→ **Written instruction**
List every language that the call for papers below names as an example.

→ **Page**
----
Date: Fri, 9 Jul 1999 11:20:57 +0200 (MET DST)
From: Heike Zinsmeister <zinsmeisIMS.Uni-Stuttgart.DE>
Subject: Workshop on Case Theory

Call for Papers


	Workshop as part of the Annual Conference 
 of the German Society for Linguistics (DGfS)

	 Marburg University, March 1-3, 2000

Case and case theory have always played an important role in formal 
theories of grammar. Case is taken to be the device that integrates 
nominal expressions into the clausal structure. In addition, the 
classical concept of Case Filter accounts for several syntactic 
phenomena such as Raising, ECM, Passive, etc. on the basis of the 
notion of structural case.

In the recent Minimalist discussion, structural Case is taken to be 
an uninterpretable feature, to be deleted during the derivation whereas 
inherent case is taken to belong to a different component of the 
language faculty. On the other hand, there are approaches that assume 
that Case itself makes a substantial contribution to the interpretation 
of the clause. The question to be addressed then is whether this clear 
distinction is justified and if not how a unified account of Case could 
look like in a comprehensive theory of Case. 

The workshop plans to discuss new theoretical approaches with respect 
to the following phenomena:

* passives and other diathetical processes (middles, applicatives ...)

* quirky (non-nominative) subjects (like in Icelandic, Hindi ...)

* referential properties of NPs and other semantic properties that 
 may determine the choice of Case (partitive vs. accusative marking
 as in Finnish, animateness or volitionality as in Yimas, split 
 ergativity based on pronoun vs. full NP ...)
----
→ **Data rows**
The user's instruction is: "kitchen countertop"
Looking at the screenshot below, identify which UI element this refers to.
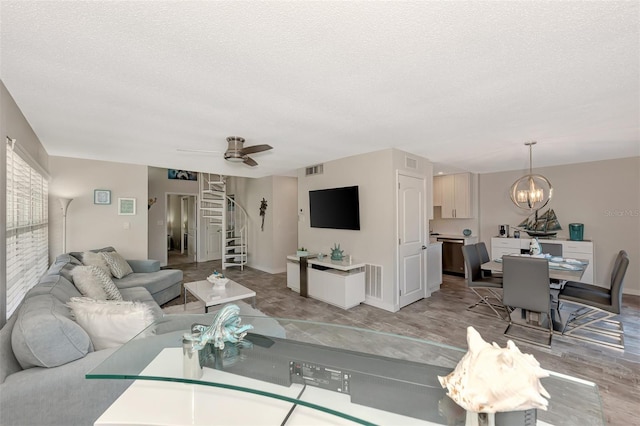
[429,234,478,240]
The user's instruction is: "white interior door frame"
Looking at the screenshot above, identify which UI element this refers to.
[396,170,428,308]
[164,191,201,265]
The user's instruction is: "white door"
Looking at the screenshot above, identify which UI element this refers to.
[208,219,222,262]
[187,195,198,262]
[180,197,189,254]
[398,174,427,307]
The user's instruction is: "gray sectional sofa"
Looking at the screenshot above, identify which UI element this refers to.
[0,247,189,426]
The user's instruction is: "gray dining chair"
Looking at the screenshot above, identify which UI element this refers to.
[558,250,629,349]
[475,241,502,278]
[502,256,553,348]
[462,244,510,319]
[540,243,566,290]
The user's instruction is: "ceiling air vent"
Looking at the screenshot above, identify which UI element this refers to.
[305,164,323,176]
[404,157,418,169]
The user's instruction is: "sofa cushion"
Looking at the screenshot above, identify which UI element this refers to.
[113,269,182,295]
[25,275,82,303]
[100,251,133,278]
[67,297,155,350]
[11,294,93,369]
[120,287,164,319]
[47,254,82,282]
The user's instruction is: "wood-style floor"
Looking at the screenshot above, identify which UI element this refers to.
[165,261,640,426]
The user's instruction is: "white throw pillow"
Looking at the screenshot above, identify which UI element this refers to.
[67,297,155,351]
[81,251,111,277]
[71,266,109,300]
[100,251,133,278]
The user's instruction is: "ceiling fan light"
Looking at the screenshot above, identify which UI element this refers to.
[224,156,244,163]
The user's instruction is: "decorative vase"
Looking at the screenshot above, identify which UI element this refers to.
[331,244,344,261]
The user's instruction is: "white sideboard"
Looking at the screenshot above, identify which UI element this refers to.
[491,237,595,284]
[287,256,365,309]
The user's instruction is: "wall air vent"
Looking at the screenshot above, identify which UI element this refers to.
[404,157,418,169]
[364,264,382,300]
[305,164,324,176]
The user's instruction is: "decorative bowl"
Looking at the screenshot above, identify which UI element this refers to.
[207,275,229,287]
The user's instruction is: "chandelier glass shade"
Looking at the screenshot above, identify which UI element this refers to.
----
→ **Task result**
Icelandic, Hindi, Finnish, Yimas